**Given data**:
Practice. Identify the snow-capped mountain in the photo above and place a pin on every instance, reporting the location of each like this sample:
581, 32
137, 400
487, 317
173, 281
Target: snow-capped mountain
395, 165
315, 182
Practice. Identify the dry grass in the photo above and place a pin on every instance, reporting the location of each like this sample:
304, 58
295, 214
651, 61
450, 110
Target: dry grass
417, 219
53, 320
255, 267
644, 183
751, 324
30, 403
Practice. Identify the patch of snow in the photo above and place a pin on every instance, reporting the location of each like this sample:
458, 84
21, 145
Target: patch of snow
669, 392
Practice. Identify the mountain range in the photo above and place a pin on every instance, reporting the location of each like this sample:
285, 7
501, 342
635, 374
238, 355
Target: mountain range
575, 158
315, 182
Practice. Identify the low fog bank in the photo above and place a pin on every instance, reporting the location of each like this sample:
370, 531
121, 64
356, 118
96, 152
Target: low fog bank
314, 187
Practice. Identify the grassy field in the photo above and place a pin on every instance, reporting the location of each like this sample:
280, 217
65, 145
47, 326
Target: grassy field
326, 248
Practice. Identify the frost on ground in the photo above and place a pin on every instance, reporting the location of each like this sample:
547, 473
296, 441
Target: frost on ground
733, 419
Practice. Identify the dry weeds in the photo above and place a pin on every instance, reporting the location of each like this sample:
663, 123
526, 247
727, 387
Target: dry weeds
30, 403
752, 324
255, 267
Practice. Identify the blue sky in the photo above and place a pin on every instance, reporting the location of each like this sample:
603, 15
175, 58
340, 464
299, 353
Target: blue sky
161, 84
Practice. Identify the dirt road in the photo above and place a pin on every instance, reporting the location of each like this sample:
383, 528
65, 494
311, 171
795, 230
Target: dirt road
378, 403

**Set problem**:
Rewrite all of the material above, replacing "Practice" with "Exercise" and keeping everything else the same.

**Solution**:
Exercise. Identify the snow-capped mountain in the photo above and place a pin on every instance, reporting the location of each like this sample:
581, 32
137, 400
487, 317
173, 281
Target: snow-capped mountain
395, 165
315, 182
Exercise. Identify the dry grass in the photo above and place a pin on every instance, reporting the location of each like this sample:
304, 58
295, 214
651, 61
450, 110
Target: dry grass
417, 219
53, 320
255, 267
644, 183
751, 324
30, 403
Exercise. Identify the patch of snow in the photo above and place a pin on every instance, reporting the location of each like this sample:
458, 84
21, 145
Target: patch of snow
669, 392
Exercise. Identify the mountain range in the photo above and place a pin on every instance, reporting the location of each like this sample:
285, 7
501, 342
635, 374
238, 355
Target: mountain range
575, 158
315, 182
Exercise. Identify the low fog bank in the photo above and place a pin on every instance, reporting the location of each like this sample:
370, 531
121, 64
356, 118
96, 152
Target: low fog bank
314, 187
Exercise. Identify the grassy field in the photo above and place a pin on every instance, reporting the location of each like this sample:
280, 217
65, 145
47, 326
Target: grassy field
326, 248
Exercise. Identify the frost on ground in the photo above and place a pin on every instance, reporting the location of each like this sample:
547, 473
296, 441
Target: frost on ground
733, 419
Exercise. Identify the dry weeds in the photo above and place a pin on every instance, reporting the location of each like this sample:
663, 123
526, 247
727, 387
Target: dry weeds
30, 403
752, 324
255, 267
Exercise. Identify the blue sky in the photo above and place a pin on every instance, reporting the location of each like this sample:
603, 15
175, 58
340, 464
299, 353
Target: blue sky
161, 84
Exercise. Identify the dirt road in the photo above and place a pin on every instance, reporting the location of each like this sample:
383, 528
65, 494
311, 171
795, 230
Target: dirt road
378, 403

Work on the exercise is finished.